Short problem:
Copy the stretch of the relativity glossary from "Rest energy (E0" through "position and time.", changing "space-time" to "spacetime" each time it appears.

Extract to read:
Galilean relativity (classical relativity)
The principle that the laws of mechanics are the same for all observers in uniform motion relative to one another.
Galilean transformations
Relations that connect coordinates and velocities between inertial frames moving at a constant velocity V: x′ = x − Vt and v′ = v − V.
x′ = x − Vt
Transformation equation relating position in one frame to another moving at speed V.
v′ = v − V
Transformation equation relating velocity in one frame to another moving at speed V.
Absolute time (classical physics)
The concept that time is the same for all observers, regardless of their motion.
Principle of Invariance (Galilean relativity)
Core idea that certain physical laws (e.g., Newton’s laws) remain unchanged under Galilean transformations.
Newton’s second law (F = ma) under Galilean relativity
Newton’s laws retain validity in all inertial frames moving at constant velocity.
Postulate of Relativity (Special Relativity)
The laws of physics are the same for all observers in all inertial frames of reference.
Constancy of the speed of light (c)
The speed of light in vacuum is the same value for all inertial observers, independent of source or observer motion.
Time dilation
Moving clocks are observed to tick slower than stationary clocks.
Length contraction
Moving objects appear shorter in the direction of motion to a stationary observer.
Relativity of simultaneity
Whether two spatially separated events occur at the same time depends on the observer’s frame of reference.
Lorentz transformation
Equations that relate space-time coordinates between inertial frames in special relativity.
Twin paradox
A thought experiment illustrating differential aging for a traveling twin versus a stay-at-home twin.
Relativistic mass
Mass increases with velocity and tends toward infinity as velocity approaches c.
Rest mass (m0)
Mass of an object measured in its own rest frame.
Relativistic momentum
Momentum that includes the increase of mass with speed; p = mv with relativistic mass m.
E = mc^2 (mass–energy equivalence)
Mass and energy are interchangeable; a small amount of mass can be converted into a large amount of energy.
Rest energy (E0 = m0c^2)
The energy of a body at rest, derived from its rest mass.
Total energy (E) in relativity
E^2 = (pc)^2 + (m0c^2)^2; total energy includes rest energy and kinetic energy.
Four-dimensional space-time
A single framework combining the three spatial dimensions and time into a 4D continuum.
Event
A specific point in space-time described by its position and time.
Minkowski space-time
The four-dimensional space-time of special relativity used to describe events and intervals.
Worldline
The path of an object through space-time plotted on a space-time diagram.
Light cone
The boundary in space-time separating events that can be causally connected by light signals from those that cannot.
Minkowski diagram
A graphical representation showing time, space axes, worldlines, and light paths to illustrate relativity concepts.
Spacelike vs Timelike vs Lightlike intervals
Classification of space-time separations: spacelike (outside light cone), timelike (within light cone and causally connected), lightlike (connected by light).
Gravitational lensing
Bending of light by gravity, causing distorted, magnified, or multiple images of distant objects.
General relativity
Einstein’s theory extending relativity to gravity and accelerated frames; gravity is the curvature of space-time caused by mass-energy.
Gravity as curvature of space-time
Mass-energy tells space-time how to curve; curved space-time guides the motion of matter.
Spacetime curvature analogy (rubber sheet)
Analogy where a heavy mass curves a sheet, illustrating how gravity can alter the path of nearby objects.
GPS relativistic corrections
GPS satellite clocks are affected by time dilation due to speed and weaker gravity; corrections are required for accuracy.
Key predictions of general relativity
Gravitational lensing, black holes, and gravitational time dilation observed in systems like GPS.

Entries provided:
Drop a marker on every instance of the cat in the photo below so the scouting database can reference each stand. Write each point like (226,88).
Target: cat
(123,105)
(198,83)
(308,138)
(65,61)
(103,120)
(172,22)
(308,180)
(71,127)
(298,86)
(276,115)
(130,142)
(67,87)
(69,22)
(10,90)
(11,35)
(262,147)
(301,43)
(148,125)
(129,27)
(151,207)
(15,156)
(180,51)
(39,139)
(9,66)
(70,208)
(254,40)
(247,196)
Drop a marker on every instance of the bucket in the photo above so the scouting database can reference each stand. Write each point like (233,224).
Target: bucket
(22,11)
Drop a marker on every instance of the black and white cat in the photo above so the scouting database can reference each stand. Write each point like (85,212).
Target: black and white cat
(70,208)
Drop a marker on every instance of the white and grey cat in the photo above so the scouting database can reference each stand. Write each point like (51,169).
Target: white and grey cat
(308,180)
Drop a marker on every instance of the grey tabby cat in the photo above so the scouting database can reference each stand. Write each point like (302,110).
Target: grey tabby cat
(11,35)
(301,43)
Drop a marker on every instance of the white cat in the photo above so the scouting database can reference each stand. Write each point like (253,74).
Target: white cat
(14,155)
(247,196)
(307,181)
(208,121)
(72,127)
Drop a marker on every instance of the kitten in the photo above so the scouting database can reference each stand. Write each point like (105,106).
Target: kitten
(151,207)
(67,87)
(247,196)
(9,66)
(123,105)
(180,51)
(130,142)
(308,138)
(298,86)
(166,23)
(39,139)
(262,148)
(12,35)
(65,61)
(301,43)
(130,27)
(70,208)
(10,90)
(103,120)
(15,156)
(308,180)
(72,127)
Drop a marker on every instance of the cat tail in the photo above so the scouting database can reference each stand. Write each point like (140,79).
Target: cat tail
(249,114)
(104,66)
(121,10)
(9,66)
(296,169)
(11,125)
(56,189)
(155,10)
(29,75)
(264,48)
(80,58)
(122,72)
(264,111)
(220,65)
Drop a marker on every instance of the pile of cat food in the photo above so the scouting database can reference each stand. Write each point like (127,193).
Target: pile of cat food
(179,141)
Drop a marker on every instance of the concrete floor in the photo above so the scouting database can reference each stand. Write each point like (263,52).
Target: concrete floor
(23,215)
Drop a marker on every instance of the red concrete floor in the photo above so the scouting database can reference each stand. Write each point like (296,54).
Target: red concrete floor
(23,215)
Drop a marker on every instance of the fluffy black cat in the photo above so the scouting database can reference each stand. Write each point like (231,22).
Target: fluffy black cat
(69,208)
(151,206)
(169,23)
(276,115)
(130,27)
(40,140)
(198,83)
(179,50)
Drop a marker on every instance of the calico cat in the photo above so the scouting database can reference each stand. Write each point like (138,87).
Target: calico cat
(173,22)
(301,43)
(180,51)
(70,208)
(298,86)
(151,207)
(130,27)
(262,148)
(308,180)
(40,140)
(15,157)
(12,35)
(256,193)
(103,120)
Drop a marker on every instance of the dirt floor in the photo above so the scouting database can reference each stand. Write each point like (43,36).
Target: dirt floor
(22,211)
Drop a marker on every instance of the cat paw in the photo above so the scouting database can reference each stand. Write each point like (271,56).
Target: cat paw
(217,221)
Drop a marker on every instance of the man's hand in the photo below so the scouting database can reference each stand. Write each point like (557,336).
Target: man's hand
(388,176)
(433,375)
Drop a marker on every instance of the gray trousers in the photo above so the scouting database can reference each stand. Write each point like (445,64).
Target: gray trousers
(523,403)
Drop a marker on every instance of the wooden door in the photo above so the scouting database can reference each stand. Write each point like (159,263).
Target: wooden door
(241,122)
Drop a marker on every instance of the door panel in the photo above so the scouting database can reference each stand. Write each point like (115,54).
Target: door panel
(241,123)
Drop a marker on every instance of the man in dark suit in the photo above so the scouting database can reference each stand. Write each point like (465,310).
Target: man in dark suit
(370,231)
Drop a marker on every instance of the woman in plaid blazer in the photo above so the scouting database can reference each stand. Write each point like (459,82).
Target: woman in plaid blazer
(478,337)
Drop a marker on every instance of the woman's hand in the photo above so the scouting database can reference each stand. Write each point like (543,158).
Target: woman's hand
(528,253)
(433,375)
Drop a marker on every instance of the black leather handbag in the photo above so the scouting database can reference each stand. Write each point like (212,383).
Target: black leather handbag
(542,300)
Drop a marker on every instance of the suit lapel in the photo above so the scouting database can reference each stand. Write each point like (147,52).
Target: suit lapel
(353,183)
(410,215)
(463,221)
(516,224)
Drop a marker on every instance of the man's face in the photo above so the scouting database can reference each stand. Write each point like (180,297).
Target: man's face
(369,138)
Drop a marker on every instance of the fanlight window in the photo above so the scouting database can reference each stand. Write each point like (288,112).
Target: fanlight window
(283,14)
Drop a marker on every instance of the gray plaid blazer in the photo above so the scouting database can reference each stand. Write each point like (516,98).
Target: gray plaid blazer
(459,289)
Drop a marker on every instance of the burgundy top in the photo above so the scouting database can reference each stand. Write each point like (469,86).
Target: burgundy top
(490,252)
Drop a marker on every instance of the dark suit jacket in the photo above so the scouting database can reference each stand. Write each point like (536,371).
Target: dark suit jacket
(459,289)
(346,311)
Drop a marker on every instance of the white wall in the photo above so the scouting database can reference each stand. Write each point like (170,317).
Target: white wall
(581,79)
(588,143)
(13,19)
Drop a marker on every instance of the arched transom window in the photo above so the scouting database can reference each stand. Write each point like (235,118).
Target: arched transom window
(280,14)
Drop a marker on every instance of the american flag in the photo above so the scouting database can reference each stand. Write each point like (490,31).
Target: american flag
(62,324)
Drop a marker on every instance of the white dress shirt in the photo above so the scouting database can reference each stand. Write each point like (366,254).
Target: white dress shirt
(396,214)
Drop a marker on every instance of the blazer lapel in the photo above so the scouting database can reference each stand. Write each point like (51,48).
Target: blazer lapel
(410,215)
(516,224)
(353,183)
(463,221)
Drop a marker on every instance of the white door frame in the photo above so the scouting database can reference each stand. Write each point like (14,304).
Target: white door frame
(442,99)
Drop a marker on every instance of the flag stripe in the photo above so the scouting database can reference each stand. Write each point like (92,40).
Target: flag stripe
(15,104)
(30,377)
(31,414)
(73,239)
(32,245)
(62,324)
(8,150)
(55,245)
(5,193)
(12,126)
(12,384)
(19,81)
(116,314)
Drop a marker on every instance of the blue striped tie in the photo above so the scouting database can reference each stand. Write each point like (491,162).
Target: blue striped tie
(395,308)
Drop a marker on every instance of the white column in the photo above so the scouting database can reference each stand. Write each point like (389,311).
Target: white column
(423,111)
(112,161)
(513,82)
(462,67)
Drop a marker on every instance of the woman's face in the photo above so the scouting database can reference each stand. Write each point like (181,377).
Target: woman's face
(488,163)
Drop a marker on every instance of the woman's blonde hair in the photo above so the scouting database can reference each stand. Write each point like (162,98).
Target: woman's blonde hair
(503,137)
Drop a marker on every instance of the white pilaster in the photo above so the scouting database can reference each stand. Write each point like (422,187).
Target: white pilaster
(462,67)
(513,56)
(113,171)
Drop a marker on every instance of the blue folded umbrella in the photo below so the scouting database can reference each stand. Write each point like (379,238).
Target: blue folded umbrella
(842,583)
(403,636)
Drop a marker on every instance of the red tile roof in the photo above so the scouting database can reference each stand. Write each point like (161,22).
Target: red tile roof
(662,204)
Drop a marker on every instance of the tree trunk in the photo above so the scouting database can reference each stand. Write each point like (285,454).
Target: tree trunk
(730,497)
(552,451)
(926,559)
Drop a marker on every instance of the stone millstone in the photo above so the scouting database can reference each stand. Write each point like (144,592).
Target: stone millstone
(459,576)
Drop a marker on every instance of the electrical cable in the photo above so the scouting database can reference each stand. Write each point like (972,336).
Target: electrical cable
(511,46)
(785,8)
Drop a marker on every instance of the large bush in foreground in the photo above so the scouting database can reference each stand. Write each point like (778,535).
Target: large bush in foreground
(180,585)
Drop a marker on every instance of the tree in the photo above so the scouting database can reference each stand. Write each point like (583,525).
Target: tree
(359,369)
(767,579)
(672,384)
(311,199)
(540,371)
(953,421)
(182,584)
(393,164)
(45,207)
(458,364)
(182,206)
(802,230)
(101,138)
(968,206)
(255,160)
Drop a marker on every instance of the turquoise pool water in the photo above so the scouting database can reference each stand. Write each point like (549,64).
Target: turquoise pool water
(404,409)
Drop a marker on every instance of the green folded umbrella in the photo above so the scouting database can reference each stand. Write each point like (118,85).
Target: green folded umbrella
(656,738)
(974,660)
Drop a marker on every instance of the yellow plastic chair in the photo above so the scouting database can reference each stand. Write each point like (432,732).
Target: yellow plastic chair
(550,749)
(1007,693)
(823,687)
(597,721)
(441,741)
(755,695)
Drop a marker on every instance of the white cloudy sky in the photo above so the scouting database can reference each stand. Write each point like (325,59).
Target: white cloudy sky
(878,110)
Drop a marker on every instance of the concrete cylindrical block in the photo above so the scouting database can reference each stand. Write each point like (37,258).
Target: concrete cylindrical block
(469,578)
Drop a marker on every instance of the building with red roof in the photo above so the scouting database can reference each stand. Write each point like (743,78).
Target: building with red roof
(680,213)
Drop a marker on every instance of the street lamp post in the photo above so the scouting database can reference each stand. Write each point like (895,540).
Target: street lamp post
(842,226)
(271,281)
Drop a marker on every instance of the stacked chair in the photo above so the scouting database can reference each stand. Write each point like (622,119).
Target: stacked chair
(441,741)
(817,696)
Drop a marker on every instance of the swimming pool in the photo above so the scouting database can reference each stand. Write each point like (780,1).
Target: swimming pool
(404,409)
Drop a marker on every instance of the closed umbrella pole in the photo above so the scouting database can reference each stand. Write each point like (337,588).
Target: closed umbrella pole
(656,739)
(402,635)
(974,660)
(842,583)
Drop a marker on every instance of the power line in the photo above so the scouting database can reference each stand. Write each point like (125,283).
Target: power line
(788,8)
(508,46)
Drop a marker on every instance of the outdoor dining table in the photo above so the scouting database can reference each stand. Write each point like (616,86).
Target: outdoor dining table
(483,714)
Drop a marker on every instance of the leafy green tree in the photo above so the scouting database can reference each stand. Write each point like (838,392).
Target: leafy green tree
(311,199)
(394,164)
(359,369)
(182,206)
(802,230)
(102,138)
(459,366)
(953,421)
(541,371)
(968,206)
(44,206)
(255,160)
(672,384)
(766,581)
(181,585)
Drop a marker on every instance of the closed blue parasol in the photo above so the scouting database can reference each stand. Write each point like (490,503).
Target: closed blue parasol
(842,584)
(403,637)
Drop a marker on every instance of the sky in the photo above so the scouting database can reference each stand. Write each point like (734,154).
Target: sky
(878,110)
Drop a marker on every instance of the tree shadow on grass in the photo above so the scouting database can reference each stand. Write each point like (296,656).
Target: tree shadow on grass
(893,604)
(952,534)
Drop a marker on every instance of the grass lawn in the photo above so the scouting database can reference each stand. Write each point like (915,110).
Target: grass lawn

Finished task:
Rest energy (E0 = m0c^2)
The energy of a body at rest, derived from its rest mass.
Total energy (E) in relativity
E^2 = (pc)^2 + (m0c^2)^2; total energy includes rest energy and kinetic energy.
Four-dimensional spacetime
A single framework combining the three spatial dimensions and time into a 4D continuum.
Event
A specific point in spacetime described by its position and time.